▶ [Problem requirements] If a line in the entries contains the word "below", list it.

▶ [Dataset]
________________________
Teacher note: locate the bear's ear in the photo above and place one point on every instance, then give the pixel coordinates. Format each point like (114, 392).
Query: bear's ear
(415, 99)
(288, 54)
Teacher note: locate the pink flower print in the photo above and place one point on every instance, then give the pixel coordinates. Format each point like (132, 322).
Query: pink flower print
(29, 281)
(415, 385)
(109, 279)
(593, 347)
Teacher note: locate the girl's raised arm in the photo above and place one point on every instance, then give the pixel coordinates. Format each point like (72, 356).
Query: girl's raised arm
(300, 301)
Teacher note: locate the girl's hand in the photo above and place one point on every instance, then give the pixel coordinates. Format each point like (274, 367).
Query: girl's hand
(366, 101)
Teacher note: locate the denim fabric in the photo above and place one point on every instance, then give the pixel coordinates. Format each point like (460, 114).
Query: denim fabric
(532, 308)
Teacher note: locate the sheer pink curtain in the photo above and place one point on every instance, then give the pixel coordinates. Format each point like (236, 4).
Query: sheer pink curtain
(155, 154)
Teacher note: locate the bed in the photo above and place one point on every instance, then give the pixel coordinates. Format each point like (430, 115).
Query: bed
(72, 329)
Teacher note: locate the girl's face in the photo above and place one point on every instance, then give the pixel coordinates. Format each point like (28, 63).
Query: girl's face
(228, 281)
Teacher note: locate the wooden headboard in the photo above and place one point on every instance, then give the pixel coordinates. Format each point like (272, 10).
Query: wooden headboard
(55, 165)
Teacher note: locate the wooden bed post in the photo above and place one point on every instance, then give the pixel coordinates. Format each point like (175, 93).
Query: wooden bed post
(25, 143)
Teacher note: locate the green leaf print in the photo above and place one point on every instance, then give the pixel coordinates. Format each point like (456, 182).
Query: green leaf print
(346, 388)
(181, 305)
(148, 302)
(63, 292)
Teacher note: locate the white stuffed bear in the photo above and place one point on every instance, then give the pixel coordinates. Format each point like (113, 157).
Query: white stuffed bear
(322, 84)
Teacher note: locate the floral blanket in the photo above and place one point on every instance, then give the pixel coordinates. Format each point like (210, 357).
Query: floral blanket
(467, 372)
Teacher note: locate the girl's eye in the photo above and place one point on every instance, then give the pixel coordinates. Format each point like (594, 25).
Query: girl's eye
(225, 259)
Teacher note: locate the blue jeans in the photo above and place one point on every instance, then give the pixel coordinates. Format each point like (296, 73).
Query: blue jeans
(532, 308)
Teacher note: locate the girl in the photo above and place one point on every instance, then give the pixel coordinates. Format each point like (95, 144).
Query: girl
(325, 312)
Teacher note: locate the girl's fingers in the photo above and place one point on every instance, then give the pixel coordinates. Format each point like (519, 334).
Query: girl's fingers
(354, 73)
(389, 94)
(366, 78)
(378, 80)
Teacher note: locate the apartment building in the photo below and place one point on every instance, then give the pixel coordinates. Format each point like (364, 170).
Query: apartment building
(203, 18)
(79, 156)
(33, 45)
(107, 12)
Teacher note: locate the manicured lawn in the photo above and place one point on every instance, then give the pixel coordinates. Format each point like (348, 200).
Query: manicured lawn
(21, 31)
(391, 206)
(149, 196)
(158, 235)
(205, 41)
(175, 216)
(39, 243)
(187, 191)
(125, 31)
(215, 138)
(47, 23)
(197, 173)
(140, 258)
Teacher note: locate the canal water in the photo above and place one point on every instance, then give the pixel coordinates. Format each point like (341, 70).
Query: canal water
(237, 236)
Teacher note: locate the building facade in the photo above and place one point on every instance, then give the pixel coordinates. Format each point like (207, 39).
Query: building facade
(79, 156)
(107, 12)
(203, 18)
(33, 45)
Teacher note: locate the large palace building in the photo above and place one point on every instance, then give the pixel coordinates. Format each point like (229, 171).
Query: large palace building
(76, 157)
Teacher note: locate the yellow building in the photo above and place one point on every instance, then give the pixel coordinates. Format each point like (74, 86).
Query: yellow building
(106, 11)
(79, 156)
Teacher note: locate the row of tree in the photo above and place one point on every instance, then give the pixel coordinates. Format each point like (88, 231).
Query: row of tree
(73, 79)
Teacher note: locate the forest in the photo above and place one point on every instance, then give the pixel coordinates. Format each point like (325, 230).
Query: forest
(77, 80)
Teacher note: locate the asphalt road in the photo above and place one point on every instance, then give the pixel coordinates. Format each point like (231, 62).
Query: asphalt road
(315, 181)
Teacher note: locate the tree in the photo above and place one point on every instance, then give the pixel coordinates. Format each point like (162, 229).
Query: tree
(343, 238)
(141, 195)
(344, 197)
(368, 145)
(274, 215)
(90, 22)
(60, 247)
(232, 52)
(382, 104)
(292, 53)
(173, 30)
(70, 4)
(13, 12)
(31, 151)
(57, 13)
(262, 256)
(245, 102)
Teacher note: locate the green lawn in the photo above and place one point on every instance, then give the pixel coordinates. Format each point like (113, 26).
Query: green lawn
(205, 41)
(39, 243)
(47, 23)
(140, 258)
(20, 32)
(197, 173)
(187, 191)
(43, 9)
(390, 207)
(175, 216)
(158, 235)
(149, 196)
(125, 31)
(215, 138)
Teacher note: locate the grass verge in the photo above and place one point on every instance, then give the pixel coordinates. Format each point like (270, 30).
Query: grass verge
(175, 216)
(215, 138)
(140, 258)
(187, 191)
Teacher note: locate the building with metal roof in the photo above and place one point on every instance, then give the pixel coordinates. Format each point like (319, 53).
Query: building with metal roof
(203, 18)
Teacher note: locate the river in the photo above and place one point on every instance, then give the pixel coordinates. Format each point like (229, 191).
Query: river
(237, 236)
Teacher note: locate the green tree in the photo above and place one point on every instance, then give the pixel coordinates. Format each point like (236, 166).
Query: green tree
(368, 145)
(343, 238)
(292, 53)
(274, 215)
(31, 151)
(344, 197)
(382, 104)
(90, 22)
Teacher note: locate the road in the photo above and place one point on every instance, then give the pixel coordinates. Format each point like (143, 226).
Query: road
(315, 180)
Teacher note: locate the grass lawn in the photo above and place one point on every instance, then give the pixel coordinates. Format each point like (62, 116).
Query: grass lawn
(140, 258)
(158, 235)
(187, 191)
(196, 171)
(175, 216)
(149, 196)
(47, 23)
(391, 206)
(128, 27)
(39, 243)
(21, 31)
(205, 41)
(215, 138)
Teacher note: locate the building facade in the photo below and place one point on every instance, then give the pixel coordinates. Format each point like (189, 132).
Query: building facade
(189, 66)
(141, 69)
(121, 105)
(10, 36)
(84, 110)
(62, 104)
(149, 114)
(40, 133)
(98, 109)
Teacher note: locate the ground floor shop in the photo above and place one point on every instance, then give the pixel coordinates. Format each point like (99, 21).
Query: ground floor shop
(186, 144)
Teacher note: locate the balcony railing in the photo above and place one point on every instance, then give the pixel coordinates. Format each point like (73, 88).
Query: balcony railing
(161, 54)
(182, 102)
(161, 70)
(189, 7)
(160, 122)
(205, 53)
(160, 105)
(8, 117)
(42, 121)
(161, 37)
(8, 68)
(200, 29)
________________________
▶ [Written solution]
Teacher note: locate the apartment building in the photo below and place one point on every instance, then give the pixel coordinates. Format each point like (364, 170).
Teacher note: locate the building facade in the photo below and place one point on every instance, then give the pixel coordinates. Format each point like (189, 132).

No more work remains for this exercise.